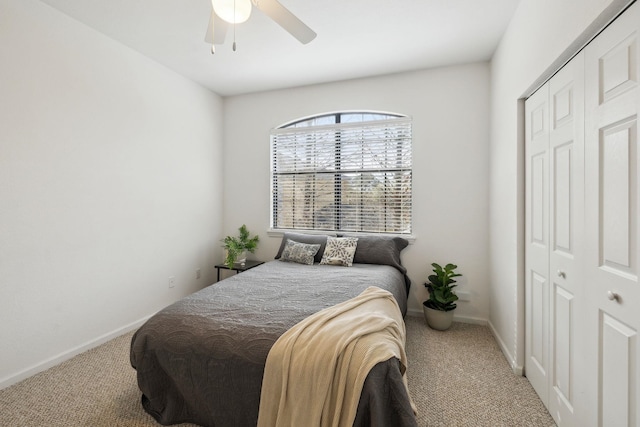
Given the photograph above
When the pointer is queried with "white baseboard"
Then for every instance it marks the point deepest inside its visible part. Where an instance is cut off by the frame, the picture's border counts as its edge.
(56, 360)
(461, 319)
(517, 369)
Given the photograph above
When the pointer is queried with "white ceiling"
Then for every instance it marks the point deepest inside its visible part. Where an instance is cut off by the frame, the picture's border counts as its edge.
(356, 38)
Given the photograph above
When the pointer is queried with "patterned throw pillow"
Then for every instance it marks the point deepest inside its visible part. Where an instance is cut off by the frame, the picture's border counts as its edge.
(302, 253)
(339, 251)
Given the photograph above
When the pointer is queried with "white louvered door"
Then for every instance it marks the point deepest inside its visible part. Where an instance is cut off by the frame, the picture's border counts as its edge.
(612, 210)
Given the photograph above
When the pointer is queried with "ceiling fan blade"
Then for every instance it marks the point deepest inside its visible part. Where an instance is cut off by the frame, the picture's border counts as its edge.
(287, 20)
(216, 30)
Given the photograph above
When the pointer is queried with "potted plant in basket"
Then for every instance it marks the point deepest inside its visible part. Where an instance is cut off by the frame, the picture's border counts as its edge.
(236, 247)
(438, 309)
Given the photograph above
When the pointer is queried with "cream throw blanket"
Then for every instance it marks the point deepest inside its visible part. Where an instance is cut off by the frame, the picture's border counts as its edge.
(316, 370)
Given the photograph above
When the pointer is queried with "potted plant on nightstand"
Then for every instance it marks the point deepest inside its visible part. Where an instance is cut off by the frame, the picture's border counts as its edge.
(235, 247)
(438, 309)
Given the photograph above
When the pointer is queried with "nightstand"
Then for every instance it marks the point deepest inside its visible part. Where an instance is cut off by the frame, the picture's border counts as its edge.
(238, 268)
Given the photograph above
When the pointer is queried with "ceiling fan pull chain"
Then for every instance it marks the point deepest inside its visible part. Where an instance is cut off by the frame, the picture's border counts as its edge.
(234, 25)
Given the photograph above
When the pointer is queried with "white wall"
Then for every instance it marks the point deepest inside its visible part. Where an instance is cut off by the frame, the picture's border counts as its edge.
(540, 36)
(450, 110)
(110, 182)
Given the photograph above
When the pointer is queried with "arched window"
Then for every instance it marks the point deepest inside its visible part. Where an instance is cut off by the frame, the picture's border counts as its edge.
(345, 171)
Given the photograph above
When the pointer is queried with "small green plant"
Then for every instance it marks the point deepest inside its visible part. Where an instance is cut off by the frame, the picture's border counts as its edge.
(440, 287)
(236, 245)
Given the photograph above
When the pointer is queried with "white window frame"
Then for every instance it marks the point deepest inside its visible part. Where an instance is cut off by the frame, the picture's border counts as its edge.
(389, 134)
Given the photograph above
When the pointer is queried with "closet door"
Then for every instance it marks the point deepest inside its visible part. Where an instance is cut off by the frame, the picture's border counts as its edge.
(611, 196)
(537, 242)
(554, 199)
(566, 213)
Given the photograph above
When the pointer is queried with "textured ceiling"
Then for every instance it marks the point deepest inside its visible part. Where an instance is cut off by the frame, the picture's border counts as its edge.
(356, 38)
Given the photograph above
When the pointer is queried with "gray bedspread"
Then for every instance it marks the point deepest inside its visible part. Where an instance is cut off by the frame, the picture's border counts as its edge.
(201, 359)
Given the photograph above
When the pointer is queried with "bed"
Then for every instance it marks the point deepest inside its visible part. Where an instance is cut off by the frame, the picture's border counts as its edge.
(202, 359)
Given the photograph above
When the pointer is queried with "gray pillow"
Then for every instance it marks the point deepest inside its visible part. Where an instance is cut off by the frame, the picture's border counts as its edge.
(302, 253)
(320, 239)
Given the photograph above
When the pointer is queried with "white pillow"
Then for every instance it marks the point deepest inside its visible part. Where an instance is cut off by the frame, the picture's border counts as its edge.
(339, 251)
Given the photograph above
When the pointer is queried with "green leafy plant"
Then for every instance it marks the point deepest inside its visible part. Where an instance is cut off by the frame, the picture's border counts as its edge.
(236, 245)
(440, 287)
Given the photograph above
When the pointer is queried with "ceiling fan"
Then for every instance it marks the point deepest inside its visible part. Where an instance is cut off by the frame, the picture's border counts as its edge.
(225, 12)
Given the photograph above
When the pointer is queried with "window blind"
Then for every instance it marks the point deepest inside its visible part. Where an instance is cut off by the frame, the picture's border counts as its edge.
(353, 177)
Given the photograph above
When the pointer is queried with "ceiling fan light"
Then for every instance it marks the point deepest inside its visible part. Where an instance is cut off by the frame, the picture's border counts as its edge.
(225, 10)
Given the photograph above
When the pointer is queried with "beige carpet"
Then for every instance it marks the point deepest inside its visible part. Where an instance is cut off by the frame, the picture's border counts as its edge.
(457, 378)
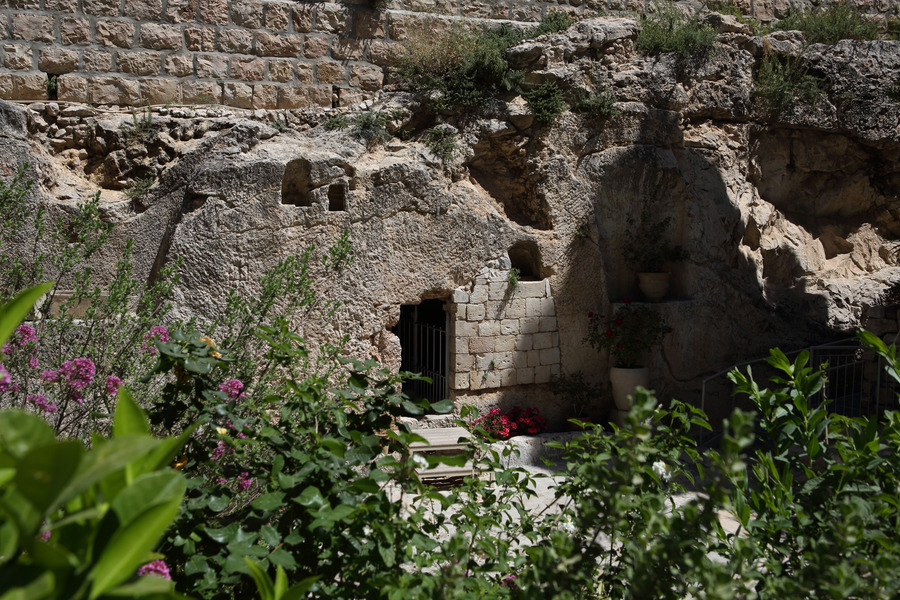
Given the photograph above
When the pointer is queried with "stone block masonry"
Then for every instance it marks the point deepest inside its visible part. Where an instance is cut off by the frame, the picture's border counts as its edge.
(254, 54)
(503, 335)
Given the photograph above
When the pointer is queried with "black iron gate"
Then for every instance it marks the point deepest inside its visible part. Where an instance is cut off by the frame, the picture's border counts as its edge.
(423, 342)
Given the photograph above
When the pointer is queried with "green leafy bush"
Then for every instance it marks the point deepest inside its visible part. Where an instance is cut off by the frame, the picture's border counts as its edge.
(782, 83)
(546, 102)
(77, 523)
(599, 105)
(667, 30)
(832, 23)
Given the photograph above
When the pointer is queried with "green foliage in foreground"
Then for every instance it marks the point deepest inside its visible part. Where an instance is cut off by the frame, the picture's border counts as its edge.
(667, 30)
(76, 523)
(832, 23)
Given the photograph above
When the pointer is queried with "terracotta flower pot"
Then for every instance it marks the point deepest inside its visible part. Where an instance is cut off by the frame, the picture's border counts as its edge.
(654, 286)
(624, 381)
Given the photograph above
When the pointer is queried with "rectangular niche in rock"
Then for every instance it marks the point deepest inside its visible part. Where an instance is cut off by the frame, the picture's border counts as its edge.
(422, 330)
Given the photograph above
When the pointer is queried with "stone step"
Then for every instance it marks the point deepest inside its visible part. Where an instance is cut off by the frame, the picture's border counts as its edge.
(441, 439)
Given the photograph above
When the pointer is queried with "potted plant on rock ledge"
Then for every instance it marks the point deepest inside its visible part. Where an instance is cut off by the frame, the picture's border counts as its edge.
(649, 252)
(627, 335)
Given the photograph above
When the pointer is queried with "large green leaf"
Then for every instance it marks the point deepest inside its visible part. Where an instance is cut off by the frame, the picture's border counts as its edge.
(106, 459)
(21, 431)
(141, 524)
(14, 312)
(45, 471)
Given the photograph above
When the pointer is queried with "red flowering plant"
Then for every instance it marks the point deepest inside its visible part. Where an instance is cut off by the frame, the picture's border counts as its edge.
(627, 334)
(502, 426)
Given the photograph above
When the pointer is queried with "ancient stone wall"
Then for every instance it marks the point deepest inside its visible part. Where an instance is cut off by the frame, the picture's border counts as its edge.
(243, 53)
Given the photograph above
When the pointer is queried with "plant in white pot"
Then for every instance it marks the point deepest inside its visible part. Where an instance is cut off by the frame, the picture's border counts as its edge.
(627, 335)
(648, 251)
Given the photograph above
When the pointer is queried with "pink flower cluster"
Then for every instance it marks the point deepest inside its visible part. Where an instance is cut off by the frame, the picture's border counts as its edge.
(157, 332)
(157, 567)
(41, 402)
(233, 389)
(112, 385)
(499, 425)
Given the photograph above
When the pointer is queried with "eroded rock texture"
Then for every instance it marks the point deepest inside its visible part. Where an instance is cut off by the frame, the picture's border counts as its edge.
(788, 219)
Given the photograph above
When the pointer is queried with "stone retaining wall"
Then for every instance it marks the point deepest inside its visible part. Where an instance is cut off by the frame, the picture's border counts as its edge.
(503, 335)
(242, 53)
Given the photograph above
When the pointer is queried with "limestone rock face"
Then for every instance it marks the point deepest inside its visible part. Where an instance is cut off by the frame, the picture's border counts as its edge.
(788, 219)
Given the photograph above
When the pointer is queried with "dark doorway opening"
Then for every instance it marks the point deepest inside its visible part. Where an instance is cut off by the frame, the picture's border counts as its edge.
(422, 330)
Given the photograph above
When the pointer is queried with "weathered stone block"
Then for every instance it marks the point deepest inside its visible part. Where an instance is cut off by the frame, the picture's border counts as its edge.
(366, 77)
(247, 13)
(461, 381)
(115, 33)
(524, 342)
(509, 326)
(385, 54)
(332, 18)
(541, 341)
(143, 10)
(114, 90)
(550, 356)
(33, 28)
(304, 73)
(315, 46)
(56, 61)
(530, 325)
(72, 88)
(181, 11)
(248, 69)
(64, 6)
(179, 65)
(369, 24)
(504, 343)
(525, 376)
(481, 345)
(101, 8)
(139, 63)
(161, 37)
(237, 94)
(213, 11)
(74, 31)
(200, 39)
(201, 92)
(475, 312)
(532, 289)
(304, 97)
(18, 57)
(277, 15)
(265, 96)
(302, 15)
(463, 362)
(288, 46)
(515, 309)
(98, 61)
(344, 49)
(211, 66)
(29, 86)
(497, 290)
(542, 374)
(478, 295)
(281, 70)
(235, 41)
(160, 91)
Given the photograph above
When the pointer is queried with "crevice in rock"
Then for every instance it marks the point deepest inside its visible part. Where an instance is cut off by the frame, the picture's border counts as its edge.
(500, 167)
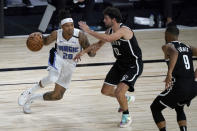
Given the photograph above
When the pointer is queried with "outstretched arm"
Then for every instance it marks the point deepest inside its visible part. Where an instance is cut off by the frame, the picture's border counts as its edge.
(84, 42)
(92, 48)
(170, 51)
(46, 39)
(104, 37)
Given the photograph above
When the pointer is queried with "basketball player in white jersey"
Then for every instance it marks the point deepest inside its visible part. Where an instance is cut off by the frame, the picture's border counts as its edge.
(69, 41)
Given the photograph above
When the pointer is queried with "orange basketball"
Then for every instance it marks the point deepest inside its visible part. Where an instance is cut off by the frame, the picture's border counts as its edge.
(34, 43)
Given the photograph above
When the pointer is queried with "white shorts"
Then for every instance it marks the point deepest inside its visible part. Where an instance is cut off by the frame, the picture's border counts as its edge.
(61, 71)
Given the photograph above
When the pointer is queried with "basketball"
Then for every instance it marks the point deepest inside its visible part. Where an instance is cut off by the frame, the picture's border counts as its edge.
(34, 43)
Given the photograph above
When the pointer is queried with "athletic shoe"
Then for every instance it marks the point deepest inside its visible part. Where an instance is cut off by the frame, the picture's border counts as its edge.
(126, 121)
(24, 97)
(26, 107)
(129, 99)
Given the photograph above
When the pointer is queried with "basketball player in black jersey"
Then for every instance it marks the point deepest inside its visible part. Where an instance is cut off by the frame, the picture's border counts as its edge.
(181, 85)
(128, 66)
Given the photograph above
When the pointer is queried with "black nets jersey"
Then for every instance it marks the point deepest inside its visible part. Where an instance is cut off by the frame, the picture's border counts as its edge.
(184, 65)
(126, 51)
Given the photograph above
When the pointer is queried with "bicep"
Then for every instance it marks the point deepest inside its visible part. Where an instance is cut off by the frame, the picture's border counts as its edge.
(83, 40)
(50, 38)
(194, 51)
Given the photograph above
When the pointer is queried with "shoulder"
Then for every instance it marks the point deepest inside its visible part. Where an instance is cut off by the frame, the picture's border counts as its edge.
(82, 35)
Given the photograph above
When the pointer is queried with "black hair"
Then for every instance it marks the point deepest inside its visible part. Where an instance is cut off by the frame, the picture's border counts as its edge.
(173, 30)
(62, 14)
(113, 13)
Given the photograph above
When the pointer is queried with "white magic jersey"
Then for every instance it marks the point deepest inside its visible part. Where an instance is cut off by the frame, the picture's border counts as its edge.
(68, 49)
(61, 70)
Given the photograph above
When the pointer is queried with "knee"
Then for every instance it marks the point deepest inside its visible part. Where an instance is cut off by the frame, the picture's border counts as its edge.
(105, 91)
(57, 96)
(152, 107)
(119, 93)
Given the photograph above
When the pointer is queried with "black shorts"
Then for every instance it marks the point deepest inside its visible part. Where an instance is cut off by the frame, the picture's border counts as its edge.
(182, 92)
(125, 73)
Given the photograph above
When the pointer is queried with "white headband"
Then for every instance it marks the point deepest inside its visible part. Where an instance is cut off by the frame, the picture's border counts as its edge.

◇ ◇ ◇

» **Exercise brief**: Pull out every line of the listing above that contains the string "plant", matching case exactly, and copy each one.

» **Completed exercise**:
When the pointer is queried with "potted plant in basket"
When the pointer is queried with "potted plant on nightstand"
When the pointer is queried with "small green plant"
When the pointer is queried with "green leafy plant"
When the pointer is queried with "potted plant on rock ledge"
When the pointer is queried with "red flowering plant"
When the pointer is queried with "plant in white pot"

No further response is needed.